WHAT IS ASKED - Reproduce each of the rows below line for line, without changing a single character.
————
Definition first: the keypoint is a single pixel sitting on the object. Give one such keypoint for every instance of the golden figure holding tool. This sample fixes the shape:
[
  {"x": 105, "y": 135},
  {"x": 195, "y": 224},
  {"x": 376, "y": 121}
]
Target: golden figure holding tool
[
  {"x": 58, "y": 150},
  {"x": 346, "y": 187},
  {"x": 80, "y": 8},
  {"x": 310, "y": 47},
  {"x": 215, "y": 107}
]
————
SOLUTION TO THE PROBLEM -
Definition first: the keypoint is a single pixel sitting on the object. Give one such keypoint for every instance of the golden figure holding tool. This sample fixes the shape:
[
  {"x": 105, "y": 135},
  {"x": 195, "y": 224},
  {"x": 376, "y": 121}
]
Target: golden figure holding tool
[
  {"x": 58, "y": 150},
  {"x": 346, "y": 187},
  {"x": 80, "y": 8},
  {"x": 310, "y": 47},
  {"x": 215, "y": 107}
]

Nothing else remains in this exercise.